Auszug
▬▬▬▬▬▬▬▬▬▬

Anlagenzahl soll sich bis 2020 verdreifachen – Kreise rechnen mit Klageflut.

Stuttgart - Rund 400 Windkraftanlagen produzieren derzeit in Baden-Württemberg Strom. 2020 sollen es nach dem Willen der grün-roten Landesregierung etwa 1200 sein. Die Landkreise warnen vor einer hohen Belastung der Gerichte.

Mit einem Anteil von 45 Prozent am Nettostromverbrauch liegt Mecklenburg-Vorpommern in Sachen Windkraft ganz weit vorne. In dem Land an der Ostsee stehen gut viermal so viele Anlagen wie in Baden-Württemberg. Die Luft im ehemaligen Braunkohleland wird immer besser, die Gegenwehr dafür immer größer. Die Klagen häufen sich, kürzlich bildete sich das Bündnis "Gegen die Massenbebauung mit Windkraftanlagen". Die Vereinigung will sogar bei den Landtagswahlen am 4. September teilnehmen.

▬▬▬▬▬▬▬▬▬▬

Extrahierte Datensätze:
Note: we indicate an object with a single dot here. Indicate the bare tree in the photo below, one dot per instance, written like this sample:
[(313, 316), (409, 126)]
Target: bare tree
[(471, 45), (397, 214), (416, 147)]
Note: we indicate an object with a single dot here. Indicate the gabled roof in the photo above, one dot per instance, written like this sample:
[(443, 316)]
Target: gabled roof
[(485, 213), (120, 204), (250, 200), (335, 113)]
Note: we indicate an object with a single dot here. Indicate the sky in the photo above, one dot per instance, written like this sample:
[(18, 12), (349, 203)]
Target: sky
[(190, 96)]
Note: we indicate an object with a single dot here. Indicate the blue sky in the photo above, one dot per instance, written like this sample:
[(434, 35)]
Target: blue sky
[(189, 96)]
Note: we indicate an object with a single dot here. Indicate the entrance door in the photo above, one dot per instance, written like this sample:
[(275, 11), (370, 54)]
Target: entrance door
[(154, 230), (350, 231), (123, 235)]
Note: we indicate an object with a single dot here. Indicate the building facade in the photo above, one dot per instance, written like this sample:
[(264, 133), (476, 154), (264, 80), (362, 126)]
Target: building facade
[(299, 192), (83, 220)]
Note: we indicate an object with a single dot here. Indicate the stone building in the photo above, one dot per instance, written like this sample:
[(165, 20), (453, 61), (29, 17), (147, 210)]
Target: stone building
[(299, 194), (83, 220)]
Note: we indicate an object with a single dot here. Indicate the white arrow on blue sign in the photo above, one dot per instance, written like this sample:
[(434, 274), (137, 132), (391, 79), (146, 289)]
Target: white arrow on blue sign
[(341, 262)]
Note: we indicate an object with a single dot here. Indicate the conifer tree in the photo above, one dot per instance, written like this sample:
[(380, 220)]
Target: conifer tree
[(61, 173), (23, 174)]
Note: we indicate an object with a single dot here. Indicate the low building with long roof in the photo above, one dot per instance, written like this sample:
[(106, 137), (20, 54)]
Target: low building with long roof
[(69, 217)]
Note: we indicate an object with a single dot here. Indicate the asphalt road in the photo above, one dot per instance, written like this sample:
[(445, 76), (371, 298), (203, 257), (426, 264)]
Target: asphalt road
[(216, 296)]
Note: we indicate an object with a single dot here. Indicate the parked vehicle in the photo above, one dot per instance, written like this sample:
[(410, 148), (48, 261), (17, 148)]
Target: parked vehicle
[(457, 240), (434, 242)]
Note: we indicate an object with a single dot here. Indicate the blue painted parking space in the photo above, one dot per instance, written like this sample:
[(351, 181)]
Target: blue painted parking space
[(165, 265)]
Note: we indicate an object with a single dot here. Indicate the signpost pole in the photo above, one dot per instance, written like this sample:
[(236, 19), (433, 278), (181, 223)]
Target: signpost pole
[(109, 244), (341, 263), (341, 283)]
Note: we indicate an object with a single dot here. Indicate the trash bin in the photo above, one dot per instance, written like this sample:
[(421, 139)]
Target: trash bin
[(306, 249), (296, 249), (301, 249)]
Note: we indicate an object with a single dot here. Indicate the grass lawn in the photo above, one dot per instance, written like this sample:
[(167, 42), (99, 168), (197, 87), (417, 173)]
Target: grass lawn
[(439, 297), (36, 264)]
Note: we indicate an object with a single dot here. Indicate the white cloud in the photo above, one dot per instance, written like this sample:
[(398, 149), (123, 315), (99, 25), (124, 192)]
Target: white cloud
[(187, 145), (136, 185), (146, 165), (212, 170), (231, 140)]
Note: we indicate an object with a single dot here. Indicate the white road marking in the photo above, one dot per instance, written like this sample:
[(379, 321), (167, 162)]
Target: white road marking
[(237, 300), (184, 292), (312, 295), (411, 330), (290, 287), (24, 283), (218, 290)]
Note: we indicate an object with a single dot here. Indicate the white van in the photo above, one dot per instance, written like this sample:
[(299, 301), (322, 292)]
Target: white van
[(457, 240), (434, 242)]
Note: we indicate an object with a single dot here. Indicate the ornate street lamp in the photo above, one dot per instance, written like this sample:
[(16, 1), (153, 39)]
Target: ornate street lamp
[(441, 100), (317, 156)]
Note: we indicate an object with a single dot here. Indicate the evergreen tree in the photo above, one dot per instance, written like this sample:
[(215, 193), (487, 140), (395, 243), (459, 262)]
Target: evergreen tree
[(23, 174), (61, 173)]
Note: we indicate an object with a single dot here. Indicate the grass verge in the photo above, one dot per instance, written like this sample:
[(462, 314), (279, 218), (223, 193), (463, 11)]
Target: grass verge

▬▬▬▬▬▬▬▬▬▬

Bitte schreiben Sie den Auszug zum Ausbau der Windkraft in Baden-Württemberg vollständig und wortgetreu ab.

Ergebnis
Anlagenzahl soll sich bis 2020 verdreifachen – Kreise rechnen mit Klageflut.

Stuttgart - Rund 400 Windkraftanlagen produzieren derzeit in Baden-Württemberg Strom. 2020 sollen es nach dem Willen der grün-roten Landesregierung etwa 1200 sein. Die Landkreise warnen vor einer hohen Belastung der Gerichte.

Mit einem Anteil von 45 Prozent am Nettostromverbrauch liegt Mecklenburg-Vorpommern in Sachen Windkraft ganz weit vorne. In dem Land an der Ostsee stehen gut viermal so viele Anlagen wie in Baden-Württemberg. Die Luft im ehemaligen Braunkohleland wird immer besser, die Gegenwehr dafür immer größer. Die Klagen häufen sich, kürzlich bildete sich das Bündnis "Gegen die Massenbebauung mit Windkraftanlagen". Die Vereinigung will sogar bei den Landtagswahlen am 4. September teilnehmen.